● **Extrait du document**:
Mme Joëlle Garriaud-Maylam. Je vous félicite au contraire, monsieur le rapporteur !

Mme Christiane Demontès. Est-ce anticonstitutionnel ?

Mme Joëlle Garriaud-Maylam. Mes chers collègues, vous l’aurez compris, en 2002, lors du vote par l’Assemblée nationale du texte qui nous est présenté aujourd’hui, Alain Néri était législateur et par conséquent auteur du texte ! Comment peut-on démocratiquement expliquer qu’une loi puisse être votée dans une chambre puis dans l’autre par les mêmes parlementaires ? (Exclamations sur les travées du groupe socialiste.)

M. Roland Courteau. N’importe quoi !

Mme Joëlle Garriaud-Maylam. Ce délai de dix ans entre le vote à l’Assemblée nationale et l’examen du texte par le Sénat est d’autant plus contestable sur le plan constitutionnel qu’entre-temps une autre loi a été adoptée par le Parlement : celle du 23 février 2005 portant reconnaissance de la Nation et contribution nationale en faveur des Français rapatriés. L’existence d’une « petite loi » votée uniquement par l’une des deux chambres voilà une décennie permettrait-elle de justifier la remise en cause d’une loi plus récente, votée, elle, par l’ensemble des parlementaires ?

M. Christian Cambon. Très bien !

M. Guy Fischer. Elle n’a aucune légitimité historique !

● **Entrées du jeu**:
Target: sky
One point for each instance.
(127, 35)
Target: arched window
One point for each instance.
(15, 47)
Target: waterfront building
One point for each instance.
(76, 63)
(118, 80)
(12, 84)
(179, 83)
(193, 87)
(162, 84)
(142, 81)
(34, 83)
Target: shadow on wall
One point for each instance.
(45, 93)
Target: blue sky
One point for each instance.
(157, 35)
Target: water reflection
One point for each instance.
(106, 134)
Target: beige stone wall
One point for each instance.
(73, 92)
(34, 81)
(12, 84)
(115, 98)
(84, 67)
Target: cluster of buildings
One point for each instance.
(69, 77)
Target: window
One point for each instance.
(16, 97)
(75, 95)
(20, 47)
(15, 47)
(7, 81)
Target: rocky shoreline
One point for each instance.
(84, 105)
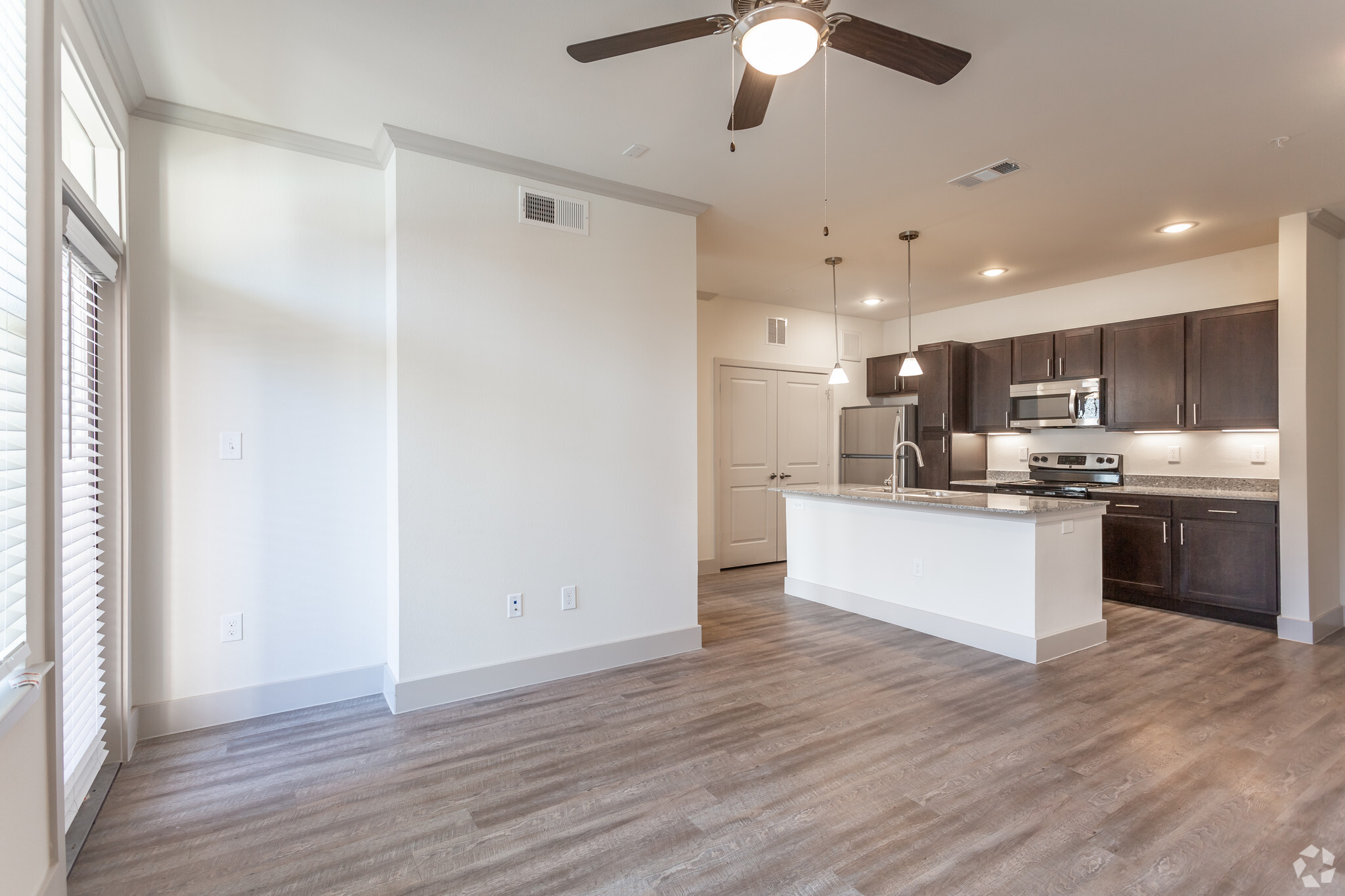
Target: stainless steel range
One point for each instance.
(1067, 476)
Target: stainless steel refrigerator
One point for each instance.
(868, 435)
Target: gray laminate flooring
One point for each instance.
(805, 750)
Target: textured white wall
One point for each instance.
(734, 328)
(1235, 278)
(545, 413)
(256, 305)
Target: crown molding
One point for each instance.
(482, 158)
(116, 50)
(215, 123)
(1327, 221)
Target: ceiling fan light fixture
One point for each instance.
(779, 38)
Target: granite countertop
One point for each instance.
(1016, 504)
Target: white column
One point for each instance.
(1309, 423)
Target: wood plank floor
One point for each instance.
(803, 752)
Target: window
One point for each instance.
(81, 512)
(87, 144)
(14, 381)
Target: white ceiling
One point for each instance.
(1129, 116)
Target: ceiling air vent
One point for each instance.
(990, 172)
(549, 210)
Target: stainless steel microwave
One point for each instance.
(1061, 403)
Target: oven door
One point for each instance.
(1056, 405)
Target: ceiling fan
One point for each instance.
(778, 37)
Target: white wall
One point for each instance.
(256, 305)
(545, 414)
(1235, 278)
(732, 328)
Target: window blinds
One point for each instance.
(12, 332)
(81, 507)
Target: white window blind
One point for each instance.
(12, 333)
(81, 500)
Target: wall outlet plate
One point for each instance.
(232, 626)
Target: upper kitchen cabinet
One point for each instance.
(1145, 364)
(943, 386)
(884, 379)
(990, 373)
(1232, 367)
(1066, 355)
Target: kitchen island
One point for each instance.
(1012, 574)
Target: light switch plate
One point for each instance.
(232, 626)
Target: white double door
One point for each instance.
(775, 427)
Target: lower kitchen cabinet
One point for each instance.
(1211, 558)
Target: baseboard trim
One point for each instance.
(1006, 644)
(452, 687)
(1312, 630)
(188, 714)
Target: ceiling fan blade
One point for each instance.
(908, 54)
(753, 97)
(643, 39)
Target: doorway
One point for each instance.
(772, 426)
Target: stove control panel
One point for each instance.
(1087, 463)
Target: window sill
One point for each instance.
(15, 702)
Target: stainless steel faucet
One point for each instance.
(896, 450)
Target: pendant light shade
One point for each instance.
(837, 372)
(910, 366)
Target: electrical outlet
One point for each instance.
(232, 626)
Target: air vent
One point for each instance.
(549, 210)
(990, 172)
(850, 345)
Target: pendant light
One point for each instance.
(910, 367)
(837, 372)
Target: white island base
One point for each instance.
(1015, 575)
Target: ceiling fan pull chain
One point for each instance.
(826, 82)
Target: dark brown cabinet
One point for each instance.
(943, 386)
(884, 377)
(1066, 355)
(1232, 367)
(1214, 558)
(1145, 364)
(989, 378)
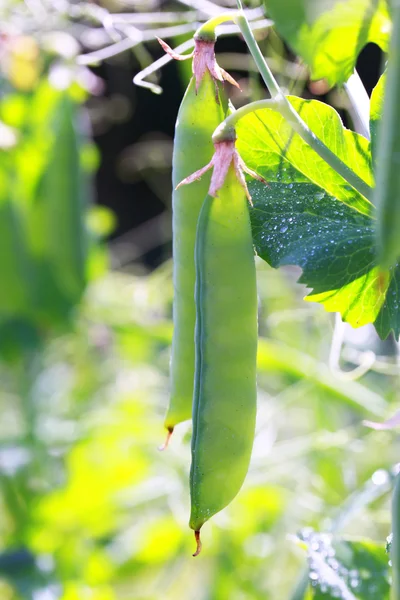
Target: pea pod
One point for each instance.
(202, 109)
(224, 404)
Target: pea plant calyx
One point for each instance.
(224, 157)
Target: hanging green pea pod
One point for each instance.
(203, 108)
(224, 404)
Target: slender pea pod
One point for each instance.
(395, 547)
(224, 405)
(203, 108)
(198, 116)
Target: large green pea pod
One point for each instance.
(224, 405)
(63, 198)
(199, 115)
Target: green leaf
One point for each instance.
(299, 224)
(346, 569)
(268, 144)
(376, 110)
(330, 34)
(308, 216)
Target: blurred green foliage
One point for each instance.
(90, 507)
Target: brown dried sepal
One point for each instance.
(203, 60)
(225, 155)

● **Travail à faire**:
**1.** Pour chaque affirmation, dites si elle concorde avec l'extrait en répondant par oui ou par non, et citez mot pour mot le passage qui tranche.
(a) Selon Mme Joëlle Garriaud-Maylam, Alain Néri était législateur en 2002, lors du vote à l'Assemblée nationale.
(b) La loi du 23 février 2005 a été votée par une seule des deux chambres.
(c) C'est M. Christian Cambon qui lance « N'importe quoi ! ».
**2.** Recopiez fidèlement l'extrait en commençant par « M. Roland Courteau. » et en poursuivant jusqu'à « Cambon. Très bien ! ».

● **Ensemble des réponses**:
**1.**
(a) Oui : « en 2002, lors du vote par l’Assemblée nationale du texte qui nous est présenté aujourd’hui, Alain Néri était législateur ».
(b) Non : « une autre loi a été adoptée par le Parlement : celle du 23 février 2005 ».
(c) Non : « M. Roland Courteau. N’importe quoi ! ».

**2.**
M. Roland Courteau. N’importe quoi !

Mme Joëlle Garriaud-Maylam. Ce délai de dix ans entre le vote à l’Assemblée nationale et l’examen du texte par le Sénat est d’autant plus contestable sur le plan constitutionnel qu’entre-temps une autre loi a été adoptée par le Parlement : celle du 23 février 2005 portant reconnaissance de la Nation et contribution nationale en faveur des Français rapatriés. L’existence d’une « petite loi » votée uniquement par l’une des deux chambres voilà une décennie permettrait-elle de justifier la remise en cause d’une loi plus récente, votée, elle, par l’ensemble des parlementaires ?

M. Christian Cambon. Très bien !